[Material supplied — start]

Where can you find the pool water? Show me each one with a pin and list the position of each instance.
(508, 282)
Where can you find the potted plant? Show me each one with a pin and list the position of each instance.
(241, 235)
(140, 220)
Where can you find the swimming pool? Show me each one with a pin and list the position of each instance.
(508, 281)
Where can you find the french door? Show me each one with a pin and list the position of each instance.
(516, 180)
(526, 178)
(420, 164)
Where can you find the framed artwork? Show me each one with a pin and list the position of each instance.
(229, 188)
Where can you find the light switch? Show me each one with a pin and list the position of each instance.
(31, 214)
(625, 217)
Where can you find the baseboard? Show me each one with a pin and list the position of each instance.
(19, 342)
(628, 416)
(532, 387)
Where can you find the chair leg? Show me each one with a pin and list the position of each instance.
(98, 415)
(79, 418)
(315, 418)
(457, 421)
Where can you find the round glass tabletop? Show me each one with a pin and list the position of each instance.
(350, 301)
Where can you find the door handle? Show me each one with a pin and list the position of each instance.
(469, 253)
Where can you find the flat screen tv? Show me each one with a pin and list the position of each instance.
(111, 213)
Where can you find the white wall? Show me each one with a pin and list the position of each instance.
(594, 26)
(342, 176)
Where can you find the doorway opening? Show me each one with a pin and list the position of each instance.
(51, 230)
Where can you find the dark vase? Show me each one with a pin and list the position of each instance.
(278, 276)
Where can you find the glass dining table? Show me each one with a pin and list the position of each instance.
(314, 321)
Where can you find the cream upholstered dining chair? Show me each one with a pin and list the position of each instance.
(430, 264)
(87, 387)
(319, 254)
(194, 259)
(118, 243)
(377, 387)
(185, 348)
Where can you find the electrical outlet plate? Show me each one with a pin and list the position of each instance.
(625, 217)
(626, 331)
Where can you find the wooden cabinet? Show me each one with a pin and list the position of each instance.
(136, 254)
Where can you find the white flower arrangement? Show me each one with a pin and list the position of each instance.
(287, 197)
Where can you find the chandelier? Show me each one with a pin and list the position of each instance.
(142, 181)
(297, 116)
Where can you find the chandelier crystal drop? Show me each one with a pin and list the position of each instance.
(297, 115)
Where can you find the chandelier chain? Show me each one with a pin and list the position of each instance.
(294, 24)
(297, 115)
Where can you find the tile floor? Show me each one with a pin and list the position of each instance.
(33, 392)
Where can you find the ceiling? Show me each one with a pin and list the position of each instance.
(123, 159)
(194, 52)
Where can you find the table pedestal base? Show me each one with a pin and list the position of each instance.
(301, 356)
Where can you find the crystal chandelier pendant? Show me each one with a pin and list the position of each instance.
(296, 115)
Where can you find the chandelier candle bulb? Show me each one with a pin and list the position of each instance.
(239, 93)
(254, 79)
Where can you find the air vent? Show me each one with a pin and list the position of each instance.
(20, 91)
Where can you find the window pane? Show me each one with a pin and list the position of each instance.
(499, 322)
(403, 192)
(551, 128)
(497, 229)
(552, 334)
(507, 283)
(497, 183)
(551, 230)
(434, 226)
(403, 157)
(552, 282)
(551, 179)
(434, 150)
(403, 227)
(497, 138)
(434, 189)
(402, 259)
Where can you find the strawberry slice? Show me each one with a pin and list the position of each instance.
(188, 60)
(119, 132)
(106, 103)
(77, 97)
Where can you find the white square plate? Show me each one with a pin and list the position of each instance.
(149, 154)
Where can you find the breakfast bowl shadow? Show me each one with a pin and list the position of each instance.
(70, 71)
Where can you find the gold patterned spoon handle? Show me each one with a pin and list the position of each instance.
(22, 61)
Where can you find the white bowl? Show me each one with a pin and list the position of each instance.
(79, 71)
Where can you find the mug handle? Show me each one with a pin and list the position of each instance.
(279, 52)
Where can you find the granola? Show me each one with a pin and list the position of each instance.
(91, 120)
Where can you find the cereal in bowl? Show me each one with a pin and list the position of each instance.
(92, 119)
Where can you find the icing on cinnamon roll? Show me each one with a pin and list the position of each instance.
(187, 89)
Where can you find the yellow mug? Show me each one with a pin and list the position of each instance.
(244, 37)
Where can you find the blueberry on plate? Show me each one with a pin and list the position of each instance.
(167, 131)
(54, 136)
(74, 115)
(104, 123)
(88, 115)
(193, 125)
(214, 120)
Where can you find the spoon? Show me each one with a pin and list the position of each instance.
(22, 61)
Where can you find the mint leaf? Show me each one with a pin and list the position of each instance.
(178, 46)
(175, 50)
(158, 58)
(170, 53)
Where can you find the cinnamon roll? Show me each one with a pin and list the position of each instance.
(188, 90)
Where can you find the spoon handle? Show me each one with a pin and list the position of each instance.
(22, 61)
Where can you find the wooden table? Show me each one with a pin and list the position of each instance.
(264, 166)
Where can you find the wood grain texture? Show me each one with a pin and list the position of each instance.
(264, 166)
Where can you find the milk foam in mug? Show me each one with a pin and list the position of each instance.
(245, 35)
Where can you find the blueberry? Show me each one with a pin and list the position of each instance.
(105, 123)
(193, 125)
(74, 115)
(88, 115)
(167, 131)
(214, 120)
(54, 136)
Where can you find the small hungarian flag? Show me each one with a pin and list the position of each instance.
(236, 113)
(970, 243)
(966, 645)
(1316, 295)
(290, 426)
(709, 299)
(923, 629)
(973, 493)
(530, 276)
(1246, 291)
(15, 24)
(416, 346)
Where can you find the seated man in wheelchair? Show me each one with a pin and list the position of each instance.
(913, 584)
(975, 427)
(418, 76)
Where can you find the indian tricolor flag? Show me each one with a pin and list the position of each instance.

[Material supplied — finish]

- [What the task requires]: Every record is to be repeated exactly as it stands above.

- [Solution to this exercise]:
Where can you find the pool water? Show me each one with a pin and list the position of each instance.
(508, 282)
Where can you find the potted plant? Show me each one with a pin and list the position of each instance.
(241, 235)
(140, 220)
Where can you find the swimming pool? Show me each one with a pin and list the position of each instance.
(508, 281)
Where can you find the french door? Show me each one with a pin and list the position of each instance.
(516, 180)
(526, 178)
(420, 164)
Where can you find the framed artwork? Show me each one with a pin and list the position of each instance.
(229, 188)
Where can you find the light switch? Show me each one with a pin and list the position of each instance.
(31, 214)
(625, 217)
Where can you find the baseboard? Show me each one with a pin and list the position of each instance.
(19, 342)
(628, 416)
(532, 387)
Where can you find the chair leg? Show me each one with a pin and list the position of each instance.
(98, 415)
(79, 418)
(315, 418)
(457, 421)
Where can you find the round glass tabletop? Show me each one with a pin and list the position of each instance.
(350, 301)
Where can you find the door handle? Show me each one with a pin and list the position of each instance.
(469, 253)
Where can you find the flat screen tv? Show me each one with a pin and list the position of each instance.
(111, 213)
Where can you find the white wall? Show me each one with a pin and list the position of each instance.
(594, 26)
(342, 176)
Where can you find the doorway opening? Show me each one with a pin and list the position of each instance.
(51, 230)
Where can you find the dark vase? Show me each one with a pin and list the position of each instance.
(278, 276)
Where can you find the glass dining table? Show me each one with a pin and list the position of each instance.
(314, 321)
Where can you find the cream upholstered dining chair? Show me each one with a pin and list the position of each instance.
(430, 264)
(87, 387)
(319, 254)
(194, 259)
(118, 243)
(377, 387)
(185, 348)
Where can you find the electrical outlet plate? Show me each one with a pin and list the position of each instance.
(625, 217)
(626, 331)
Where can you find the wooden cabinet? Show me each one with a pin and list the position of each instance.
(136, 254)
Where can you find the white flower arrangement? Show me each one with a pin and list the position of each instance.
(287, 197)
Where can you find the chandelier? Show me each one with a pin and list the position of each instance.
(142, 181)
(297, 116)
Where can you find the chandelier crystal drop? Show me each one with a pin and list the position of each instance.
(297, 115)
Where can you find the chandelier chain? Show me each one with a pin and list the position of each instance.
(294, 24)
(297, 115)
Where can you find the tile floor? Show me each one with a pin and list the position of each instance.
(33, 392)
Where can you find the ceiling? Show me each one with a pin and list the position of each instance.
(123, 159)
(194, 52)
Where can you find the table pedestal base? Show me each one with a pin and list the position of each instance.
(301, 356)
Where can you find the crystal chandelier pendant? Show me each one with a pin and list the position of each instance.
(296, 115)
Where can you find the chandelier candle bulb? Show me each one with a pin and list the position of each instance.
(239, 93)
(254, 79)
Where can you find the air vent? Show me each one with a pin and list the position of each instance.
(20, 91)
Where can you find the window pane? Show me each one with a pin and list the position of each instance.
(499, 322)
(403, 192)
(551, 128)
(497, 229)
(552, 334)
(507, 283)
(497, 183)
(551, 230)
(434, 226)
(403, 157)
(552, 282)
(551, 179)
(434, 150)
(403, 227)
(497, 138)
(434, 189)
(402, 259)
Where can you find the strawberry slice? Show me each one with a pin and list the position of each instance.
(188, 60)
(119, 132)
(106, 103)
(77, 97)
Where can you find the white square plate? Show me each one with a pin and list the position of each instance.
(149, 154)
Where can you find the breakfast bowl shadow? Show me each one with a pin and list the position of each instance.
(70, 71)
Where can you find the gold patterned spoon handle? Show me each one with a pin and list the position of each instance.
(22, 61)
Where can you find the white bowl? Show me each one with a pin and list the position of each instance.
(79, 71)
Where can you find the mug handle? Show me each one with a pin and list the position of each instance.
(279, 52)
Where can you find the granola? Show me each one with a pin and list the position of each instance.
(91, 120)
Where can you find the cereal in bowl? Show me each one with a pin and list the position of each instance.
(92, 119)
Where can you find the icing on cinnamon roll? Show me each one with a pin and list the position of each instance.
(187, 89)
Where can you find the yellow mug? Show me each one with a pin and list the position of each instance.
(244, 37)
Where can you find the blueberry on plate? Show me each one with a pin and list the position of each instance.
(167, 131)
(54, 136)
(74, 115)
(104, 123)
(88, 115)
(193, 125)
(214, 120)
Where can you find the spoon? Show me each one with a pin and list the position of each instance.
(22, 61)
Where can you find the mint leaf? Show me each one with a pin and list the position of each instance.
(178, 46)
(175, 50)
(158, 58)
(170, 53)
Where can you find the cinnamon roll? Show me each one with a pin and list the position of each instance.
(188, 90)
Where can you find the spoon handle? Show me each one with a pin and list the position of each instance.
(22, 61)
Where can you find the wooden table? Show me each one with a pin and list the position of each instance.
(264, 166)
Where can you find the wood grain texture? Show me each one with a pin and list the position of each instance.
(264, 166)
Where can you find the milk foam in mug? Show me each one with a pin and list the position of each instance.
(245, 35)
Where can you find the blueberry? Show me each one with a pin and list the position of each instance.
(105, 123)
(193, 125)
(74, 115)
(88, 115)
(167, 131)
(214, 120)
(54, 136)
Where can you find the small hungarian flag? Show me each one with a pin and list the position of each instance.
(236, 113)
(970, 243)
(966, 645)
(1316, 295)
(290, 426)
(709, 299)
(923, 629)
(973, 493)
(530, 276)
(1246, 291)
(15, 24)
(416, 346)
Where can you find the seated man in wheelchair? Show me each one with a pin and list the position of each instance.
(913, 584)
(975, 427)
(418, 76)
Where can you find the indian tricolor flag? Show me each one with a pin and list the position of each instance.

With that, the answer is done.